REQUIRED WORK
**1)** In the aquarium forum thread below, reproduce the passage from "## Badcopnofishtank" up to and including "beneath the substrate?".
**2)** In the aquarium forum thread below, how is the tank filtered, given that there are no hoses or siphon tubes at the surface or sides?

TEXT PASSAGE
Then I'll fill the tank, then add lots of fast growing stems and have it up and running. From there, add some fish and Amano's/Cherries. After the stems are growing well, the MH's will be fired up.

Folks that get all impatient pay the price.
Heck, we all have seen that more than we can count. 

Regards, 
Tom Barr


----------



## CobraGuppy

i cant wait.

in the current pic, in the back right side of the tank, theres that little output nozzle thing that can turn.

Is it just there or is that your output?

thanks!


----------



## plantbrain

There are actually two of them.
Yes, those are the returns from the filter.

There are no hoses and siphon tubes at the surface or sides, the tank is drilled and filtered through the bottom.

Regards, 
Tom Barr


----------



## fishscale

chasely said:


> Looking good Tom.
> 
> If someone wouldn't mind answering this for me...what is HC?
> 
> I've tried to do searches but HC is too short to do.
> 
> Chase


To do a search for things like HC and EI, you can go to google and type in

HC site:www.plantedtank.net

and it will search just within the site.



Tom, the Aquasoil would explain it. I assume it's not very light? I tried this with SMS, which makes craters when my shrimp poop.


----------



## plantbrain

Update: 
Made custom lids for the tank, cut out for the wood rising above the surface at one end.
HC has grown in about 1" or so so far.

Regards, 
Tom Barr

BTW, plant fest has been planned for this year!

http://www.barrreport.com/plantfest/4229-plant-fest-2008-a.html?posted=1#post24791


----------



## jaidexl

plantbrain said:


> Made custom lids for the tank, cut out for the wood rising above the surface at one end.


I'd like to see how that turned out. I'm in a dilemma now where I'll most likely have to sacrifice chosen stock for emergent limbs. I don't think I can pull off a cover with multiple branches sticking out at different angles. :/


----------



## stargate_geek

plantbrain said:


> BTW, plant fest has been planned for this year!
> 
> http://www.barrreport.com/plantfest/4229-plant-fest-2008-a.html?posted=1#post24791


And of course I have to 'get into' fish after I move away from Florida! But just for clarification (I have friends there still) is it a collection trip?

Post pictures of the top you made


----------



## Green Leaf Aquariums

Its going to be fun!


----------



## Badcopnofishtank

I noticed that the one return is angled up and towards the back glass. How many intakes / returns do you have? Do you have any photos of your plumbing (intake / returns) beneath the substrate? 

Sorry for all the questions; just finishing the plumbing on my 190 and this is a great example of how to do it right.


----------



## helgymatt

I think he has one intake and one outake. The outtakes is locline with a Y leading to two outtakes. He has two ocean clears that are run parallel.


----------



## A Hill

Looks good Tom!

That plantfest sounds like one fun time. Is it always in FL or do you go here and there around the USA? Next year I think I'll be going to FL for a week and want to do some different stuff and might have to pm you about the directions to which park to see the best plants. Did some kayaking in Longboat key last year in the mangroves and that was neat. 

When is the water coming ?

-Andrew


----------



## EdTheEdge

Any updates??? Inquirin' minds.....


----------



## CL

an update would be GREAT!


----------



## plantbrain

HC:










I think this batch of ADA As is not as nasty as the other I just wrestled with.
Looks pretty well mineralized. 2 of the 4 PC bulbs fried. So I had them replaced and got credit on them, so I'm waiting for them.

I have finished all the plumbing, CO2, flow routine etc.

RECORDED DATA

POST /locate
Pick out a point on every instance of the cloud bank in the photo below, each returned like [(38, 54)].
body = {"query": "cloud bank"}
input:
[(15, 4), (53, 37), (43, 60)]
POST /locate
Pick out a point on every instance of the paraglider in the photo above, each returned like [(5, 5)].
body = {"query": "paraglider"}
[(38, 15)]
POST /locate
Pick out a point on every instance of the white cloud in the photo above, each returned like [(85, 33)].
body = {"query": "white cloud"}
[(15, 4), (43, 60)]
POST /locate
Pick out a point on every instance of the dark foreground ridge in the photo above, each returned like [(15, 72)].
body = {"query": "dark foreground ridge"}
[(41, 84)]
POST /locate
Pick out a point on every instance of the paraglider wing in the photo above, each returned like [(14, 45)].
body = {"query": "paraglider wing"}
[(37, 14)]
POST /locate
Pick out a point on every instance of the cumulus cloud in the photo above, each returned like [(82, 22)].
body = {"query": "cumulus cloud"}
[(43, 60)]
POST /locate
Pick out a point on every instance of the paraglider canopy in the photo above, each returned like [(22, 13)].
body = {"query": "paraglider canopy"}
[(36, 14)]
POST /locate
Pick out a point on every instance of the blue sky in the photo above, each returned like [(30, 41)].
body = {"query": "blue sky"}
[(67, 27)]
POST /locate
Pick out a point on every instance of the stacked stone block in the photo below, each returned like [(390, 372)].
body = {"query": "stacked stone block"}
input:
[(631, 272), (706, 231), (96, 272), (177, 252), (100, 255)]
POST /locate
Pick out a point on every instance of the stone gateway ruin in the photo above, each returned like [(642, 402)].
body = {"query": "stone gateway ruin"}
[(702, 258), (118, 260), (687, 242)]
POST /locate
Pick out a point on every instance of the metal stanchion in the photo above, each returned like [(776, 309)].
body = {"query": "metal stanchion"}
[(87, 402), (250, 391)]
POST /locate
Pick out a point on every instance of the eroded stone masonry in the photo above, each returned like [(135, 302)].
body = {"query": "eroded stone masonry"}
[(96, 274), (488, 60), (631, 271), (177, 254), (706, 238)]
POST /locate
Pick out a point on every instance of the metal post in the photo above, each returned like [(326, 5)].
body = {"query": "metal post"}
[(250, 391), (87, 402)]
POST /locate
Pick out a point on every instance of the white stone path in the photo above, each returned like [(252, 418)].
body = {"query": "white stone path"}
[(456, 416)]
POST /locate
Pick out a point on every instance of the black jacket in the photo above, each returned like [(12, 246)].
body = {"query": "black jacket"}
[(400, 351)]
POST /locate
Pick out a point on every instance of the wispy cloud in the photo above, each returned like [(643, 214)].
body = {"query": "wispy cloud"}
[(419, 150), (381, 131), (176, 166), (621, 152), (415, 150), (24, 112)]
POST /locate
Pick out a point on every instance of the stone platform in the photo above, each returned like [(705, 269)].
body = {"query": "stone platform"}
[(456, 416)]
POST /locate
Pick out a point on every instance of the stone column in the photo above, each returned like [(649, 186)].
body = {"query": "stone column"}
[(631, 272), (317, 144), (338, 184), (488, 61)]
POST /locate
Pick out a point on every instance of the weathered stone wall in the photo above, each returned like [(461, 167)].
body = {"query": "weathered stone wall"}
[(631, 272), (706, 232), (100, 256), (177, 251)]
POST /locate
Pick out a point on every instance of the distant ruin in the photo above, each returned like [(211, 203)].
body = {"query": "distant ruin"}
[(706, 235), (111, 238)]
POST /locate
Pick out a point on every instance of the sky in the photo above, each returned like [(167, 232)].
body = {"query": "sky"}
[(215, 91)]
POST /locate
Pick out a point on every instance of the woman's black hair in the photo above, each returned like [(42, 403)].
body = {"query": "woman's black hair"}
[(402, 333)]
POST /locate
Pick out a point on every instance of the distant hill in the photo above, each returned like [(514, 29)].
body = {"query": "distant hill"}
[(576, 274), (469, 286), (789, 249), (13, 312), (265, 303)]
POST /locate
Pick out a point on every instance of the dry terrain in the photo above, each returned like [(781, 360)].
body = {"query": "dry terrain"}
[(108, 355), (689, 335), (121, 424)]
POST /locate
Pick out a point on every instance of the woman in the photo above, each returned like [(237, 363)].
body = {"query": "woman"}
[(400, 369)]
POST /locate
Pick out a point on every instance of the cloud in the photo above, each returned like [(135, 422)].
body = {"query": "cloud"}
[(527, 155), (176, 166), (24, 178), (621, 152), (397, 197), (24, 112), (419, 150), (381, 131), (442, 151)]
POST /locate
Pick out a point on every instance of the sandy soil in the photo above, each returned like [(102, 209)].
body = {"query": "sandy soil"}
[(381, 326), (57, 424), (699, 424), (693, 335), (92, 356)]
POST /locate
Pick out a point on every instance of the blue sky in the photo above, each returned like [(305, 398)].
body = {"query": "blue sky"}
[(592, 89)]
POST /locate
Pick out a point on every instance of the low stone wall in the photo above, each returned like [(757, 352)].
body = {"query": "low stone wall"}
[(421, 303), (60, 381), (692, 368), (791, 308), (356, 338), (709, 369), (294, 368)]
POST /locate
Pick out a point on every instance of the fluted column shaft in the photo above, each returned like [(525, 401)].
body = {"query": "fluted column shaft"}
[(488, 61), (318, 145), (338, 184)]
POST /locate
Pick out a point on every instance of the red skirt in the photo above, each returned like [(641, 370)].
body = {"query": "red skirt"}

...

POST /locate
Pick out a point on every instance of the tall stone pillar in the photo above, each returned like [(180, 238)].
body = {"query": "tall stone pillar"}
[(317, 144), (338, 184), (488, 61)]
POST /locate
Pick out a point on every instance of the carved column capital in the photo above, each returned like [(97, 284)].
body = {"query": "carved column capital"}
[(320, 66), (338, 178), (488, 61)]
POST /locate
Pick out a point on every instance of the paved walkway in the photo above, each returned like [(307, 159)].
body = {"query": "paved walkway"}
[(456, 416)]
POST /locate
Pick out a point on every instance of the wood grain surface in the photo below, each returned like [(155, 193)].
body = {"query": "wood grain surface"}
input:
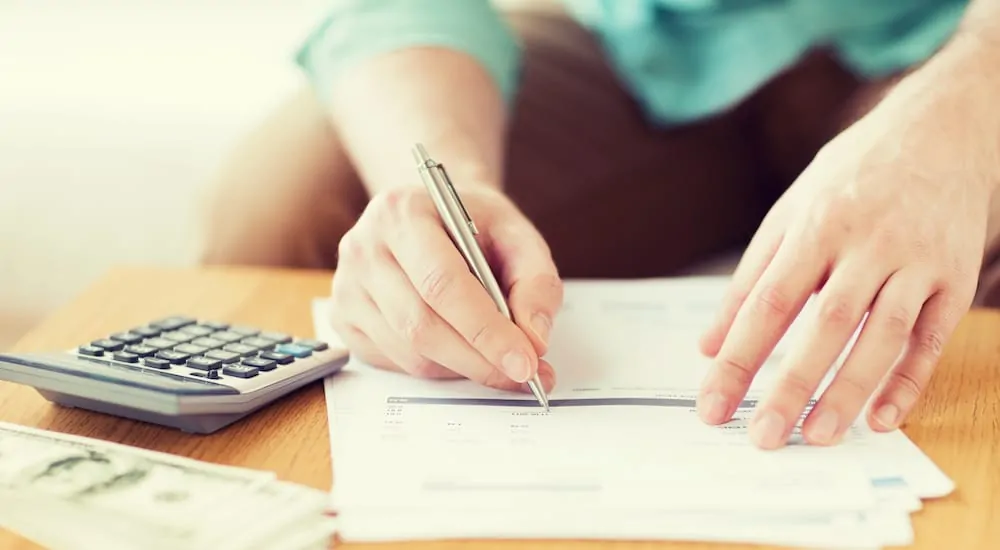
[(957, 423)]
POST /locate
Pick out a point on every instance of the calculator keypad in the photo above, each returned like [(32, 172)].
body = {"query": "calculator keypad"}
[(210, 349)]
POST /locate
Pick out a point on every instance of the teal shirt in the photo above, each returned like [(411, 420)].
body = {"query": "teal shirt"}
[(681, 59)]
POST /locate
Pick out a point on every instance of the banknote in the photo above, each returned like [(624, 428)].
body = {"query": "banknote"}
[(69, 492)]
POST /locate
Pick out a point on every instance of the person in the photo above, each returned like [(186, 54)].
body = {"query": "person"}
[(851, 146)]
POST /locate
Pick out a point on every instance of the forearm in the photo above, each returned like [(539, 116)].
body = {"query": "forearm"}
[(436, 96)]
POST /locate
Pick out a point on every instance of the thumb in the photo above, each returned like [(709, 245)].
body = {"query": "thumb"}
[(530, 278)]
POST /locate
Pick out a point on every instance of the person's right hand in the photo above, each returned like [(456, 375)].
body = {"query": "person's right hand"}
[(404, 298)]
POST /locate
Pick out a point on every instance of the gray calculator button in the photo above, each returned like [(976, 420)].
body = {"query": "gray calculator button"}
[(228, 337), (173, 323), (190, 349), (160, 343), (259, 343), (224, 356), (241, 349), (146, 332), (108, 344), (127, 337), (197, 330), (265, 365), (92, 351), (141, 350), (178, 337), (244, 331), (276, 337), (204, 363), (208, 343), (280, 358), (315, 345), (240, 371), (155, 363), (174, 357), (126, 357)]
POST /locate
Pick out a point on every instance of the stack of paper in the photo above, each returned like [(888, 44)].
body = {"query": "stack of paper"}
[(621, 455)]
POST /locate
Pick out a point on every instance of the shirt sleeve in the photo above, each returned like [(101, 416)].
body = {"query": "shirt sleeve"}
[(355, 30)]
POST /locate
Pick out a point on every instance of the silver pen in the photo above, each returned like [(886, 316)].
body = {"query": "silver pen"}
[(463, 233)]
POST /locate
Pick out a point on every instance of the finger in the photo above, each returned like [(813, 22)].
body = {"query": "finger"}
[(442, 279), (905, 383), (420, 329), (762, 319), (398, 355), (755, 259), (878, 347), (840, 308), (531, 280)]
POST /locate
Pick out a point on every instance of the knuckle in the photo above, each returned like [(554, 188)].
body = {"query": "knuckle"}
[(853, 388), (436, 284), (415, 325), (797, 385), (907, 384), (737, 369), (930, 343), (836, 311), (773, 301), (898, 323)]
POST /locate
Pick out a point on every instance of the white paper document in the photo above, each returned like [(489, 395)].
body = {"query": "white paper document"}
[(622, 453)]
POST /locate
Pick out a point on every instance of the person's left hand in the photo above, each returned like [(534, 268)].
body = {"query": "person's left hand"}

--

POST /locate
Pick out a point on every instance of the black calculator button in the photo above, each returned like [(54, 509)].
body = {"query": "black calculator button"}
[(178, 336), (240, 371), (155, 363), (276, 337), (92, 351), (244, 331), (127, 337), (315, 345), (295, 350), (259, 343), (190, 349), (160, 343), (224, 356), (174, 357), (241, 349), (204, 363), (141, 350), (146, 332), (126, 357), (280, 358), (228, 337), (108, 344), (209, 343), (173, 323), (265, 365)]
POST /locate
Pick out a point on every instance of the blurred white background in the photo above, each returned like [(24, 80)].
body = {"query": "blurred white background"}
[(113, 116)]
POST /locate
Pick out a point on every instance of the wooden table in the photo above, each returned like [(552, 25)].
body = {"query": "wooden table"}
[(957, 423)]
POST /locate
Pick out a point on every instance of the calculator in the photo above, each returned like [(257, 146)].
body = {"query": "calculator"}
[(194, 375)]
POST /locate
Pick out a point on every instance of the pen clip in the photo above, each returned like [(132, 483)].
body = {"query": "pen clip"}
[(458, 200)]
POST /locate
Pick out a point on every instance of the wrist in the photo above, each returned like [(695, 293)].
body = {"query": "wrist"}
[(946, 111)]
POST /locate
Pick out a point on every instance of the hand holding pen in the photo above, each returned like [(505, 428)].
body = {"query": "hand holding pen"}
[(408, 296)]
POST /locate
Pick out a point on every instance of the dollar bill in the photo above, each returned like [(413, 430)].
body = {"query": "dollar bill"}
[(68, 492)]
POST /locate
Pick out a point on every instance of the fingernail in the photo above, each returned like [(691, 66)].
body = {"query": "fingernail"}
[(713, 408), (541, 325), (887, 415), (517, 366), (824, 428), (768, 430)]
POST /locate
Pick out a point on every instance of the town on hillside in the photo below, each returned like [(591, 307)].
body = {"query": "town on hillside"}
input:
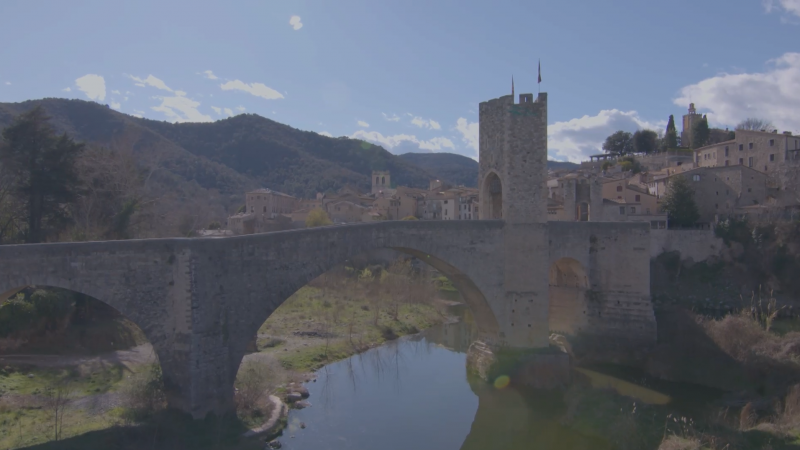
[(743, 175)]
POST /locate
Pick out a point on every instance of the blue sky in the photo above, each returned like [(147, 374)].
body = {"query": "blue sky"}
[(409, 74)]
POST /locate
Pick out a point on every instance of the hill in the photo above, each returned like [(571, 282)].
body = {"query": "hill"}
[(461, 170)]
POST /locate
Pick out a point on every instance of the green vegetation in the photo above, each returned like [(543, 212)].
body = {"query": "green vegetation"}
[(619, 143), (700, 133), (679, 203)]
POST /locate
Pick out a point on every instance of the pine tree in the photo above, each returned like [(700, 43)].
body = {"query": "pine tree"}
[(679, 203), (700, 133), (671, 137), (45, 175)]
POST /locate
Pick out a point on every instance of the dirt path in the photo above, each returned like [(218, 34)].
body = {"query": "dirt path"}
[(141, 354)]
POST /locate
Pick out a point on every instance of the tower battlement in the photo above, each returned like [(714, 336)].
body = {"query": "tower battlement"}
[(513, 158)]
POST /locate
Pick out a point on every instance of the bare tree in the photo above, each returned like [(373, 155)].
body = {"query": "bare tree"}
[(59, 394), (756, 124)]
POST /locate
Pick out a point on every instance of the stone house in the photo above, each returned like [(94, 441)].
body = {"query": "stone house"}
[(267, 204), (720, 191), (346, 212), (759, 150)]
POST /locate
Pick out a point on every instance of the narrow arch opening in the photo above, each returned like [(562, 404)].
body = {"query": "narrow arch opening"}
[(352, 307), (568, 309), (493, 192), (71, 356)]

SOLUTIONS
**1)**
## Badcopnofishtank

I noticed that the one return is angled up and towards the back glass. How many intakes / returns do you have? Do you have any photos of your plumbing (intake / returns) beneath the substrate?

**2)** The tank is drilled and filtered through the bottom.